DO THIS |
Starting with the line that contains "of the sandstone" and going on through the end of the items below, format each line as a numbered list, leaving out blank lines and the pictures.

········

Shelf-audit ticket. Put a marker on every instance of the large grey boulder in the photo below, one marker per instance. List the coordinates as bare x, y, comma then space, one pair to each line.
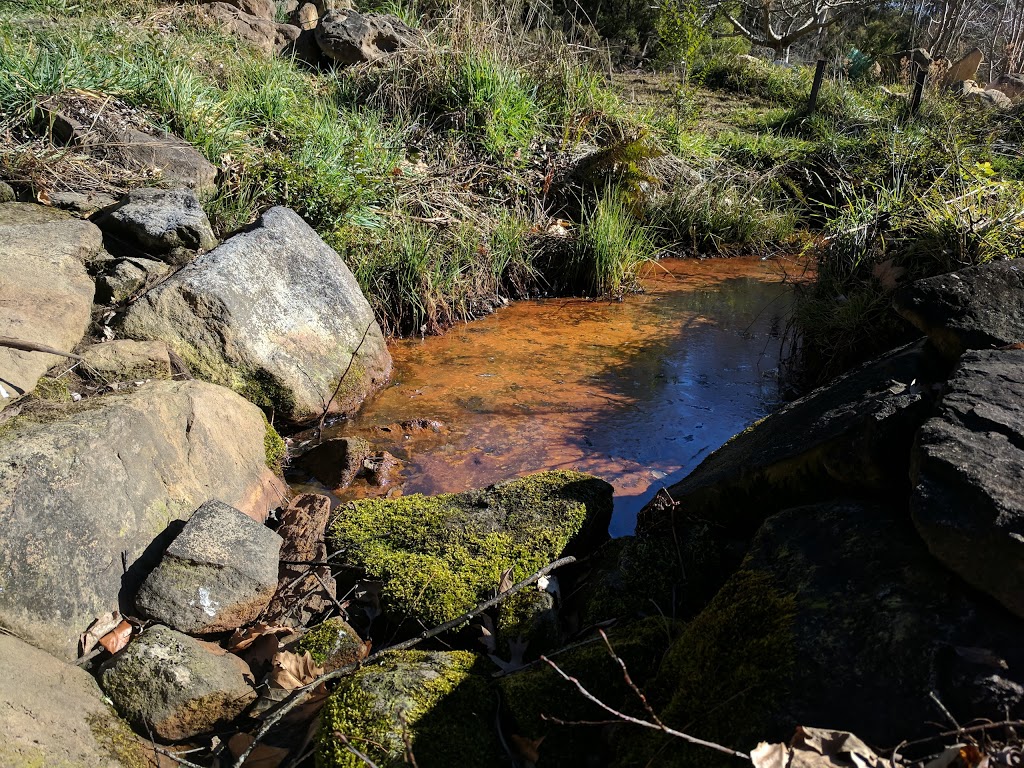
45, 293
969, 476
975, 308
168, 224
218, 573
273, 313
85, 498
54, 715
176, 685
349, 37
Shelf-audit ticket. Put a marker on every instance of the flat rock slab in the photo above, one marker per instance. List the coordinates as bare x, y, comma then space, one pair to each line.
976, 308
218, 573
853, 434
45, 293
969, 475
86, 496
168, 224
273, 313
53, 714
176, 685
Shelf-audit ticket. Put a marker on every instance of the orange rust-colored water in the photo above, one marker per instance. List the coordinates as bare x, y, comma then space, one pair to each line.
636, 391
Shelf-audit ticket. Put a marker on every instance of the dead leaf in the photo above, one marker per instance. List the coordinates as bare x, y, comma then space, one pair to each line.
242, 639
261, 757
888, 274
101, 626
117, 638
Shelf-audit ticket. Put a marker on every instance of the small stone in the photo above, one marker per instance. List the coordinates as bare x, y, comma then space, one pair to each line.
176, 685
127, 360
168, 224
217, 574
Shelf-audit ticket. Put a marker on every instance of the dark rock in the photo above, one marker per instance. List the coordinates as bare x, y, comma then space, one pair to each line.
303, 591
850, 436
176, 685
336, 462
976, 308
275, 314
94, 488
439, 556
838, 615
45, 294
218, 574
348, 37
168, 224
265, 34
54, 715
122, 279
968, 501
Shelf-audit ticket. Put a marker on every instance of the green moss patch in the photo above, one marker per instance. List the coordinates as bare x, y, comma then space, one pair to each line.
436, 699
439, 556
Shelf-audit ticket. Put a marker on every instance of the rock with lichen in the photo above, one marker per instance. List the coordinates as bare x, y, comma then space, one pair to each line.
175, 685
439, 556
440, 702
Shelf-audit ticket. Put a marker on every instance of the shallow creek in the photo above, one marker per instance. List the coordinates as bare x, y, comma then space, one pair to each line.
636, 391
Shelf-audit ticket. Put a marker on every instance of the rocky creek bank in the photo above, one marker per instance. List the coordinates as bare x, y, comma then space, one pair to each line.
844, 562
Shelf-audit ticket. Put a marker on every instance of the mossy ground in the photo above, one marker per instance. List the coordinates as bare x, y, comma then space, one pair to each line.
439, 556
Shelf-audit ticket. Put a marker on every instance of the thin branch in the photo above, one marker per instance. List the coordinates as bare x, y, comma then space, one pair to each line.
299, 694
643, 723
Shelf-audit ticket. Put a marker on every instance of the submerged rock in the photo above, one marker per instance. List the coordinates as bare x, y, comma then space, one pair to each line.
60, 718
439, 556
218, 573
273, 313
968, 500
979, 307
168, 224
176, 685
45, 294
838, 615
440, 700
84, 498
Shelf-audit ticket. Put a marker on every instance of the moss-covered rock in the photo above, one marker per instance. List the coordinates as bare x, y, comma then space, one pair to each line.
439, 556
437, 700
332, 644
539, 690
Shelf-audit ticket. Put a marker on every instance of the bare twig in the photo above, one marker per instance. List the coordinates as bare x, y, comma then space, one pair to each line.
299, 694
657, 726
341, 380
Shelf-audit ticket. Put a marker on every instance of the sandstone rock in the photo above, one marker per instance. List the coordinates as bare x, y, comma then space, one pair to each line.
96, 124
54, 715
302, 591
45, 294
176, 685
125, 278
336, 462
349, 37
84, 497
275, 314
267, 35
852, 435
127, 360
218, 573
968, 501
976, 308
168, 224
965, 69
1012, 84
843, 615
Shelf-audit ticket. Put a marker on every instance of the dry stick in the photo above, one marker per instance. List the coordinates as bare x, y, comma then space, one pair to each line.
30, 346
320, 427
636, 721
299, 694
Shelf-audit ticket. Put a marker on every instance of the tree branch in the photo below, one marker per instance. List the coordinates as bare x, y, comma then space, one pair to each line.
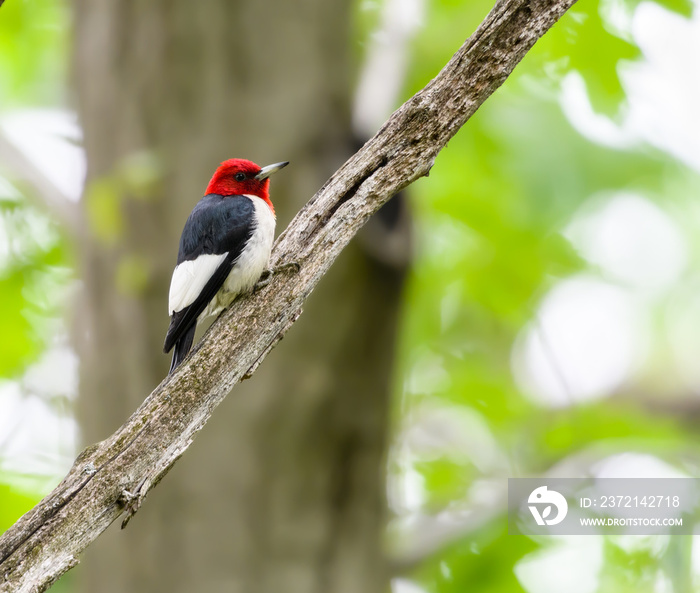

········

SOLUTION FOR THIS TASK |
1. Shelf-audit ticket. Put a marker on every instance of the sandstone rock in the photo above, one marker per instance. List the coordinates as bare x, y, comma then space, one pair to each line.
2. 96, 124
3. 54, 715
4. 302, 591
5. 45, 294
6. 176, 685
7. 125, 278
8. 336, 462
9. 349, 37
10. 84, 497
11. 275, 314
12. 267, 35
13. 852, 435
14. 127, 360
15. 218, 573
16. 968, 501
17. 976, 308
18. 168, 224
19. 965, 69
20. 1012, 84
21. 843, 615
22. Shelf-audit ticket. Put a marker on every instance of the dry stick in the photo above, one marker per instance. List the coordinates as bare x, y, comma then space, one pair to each line.
23. 30, 346
24. 320, 427
25. 636, 721
26. 299, 694
27. Shelf-audit ticket. Put a marker on every instance of the tree branch in the photo below, one marker per instance. List the coordinates as bare x, y, comma then space, one pair to each line.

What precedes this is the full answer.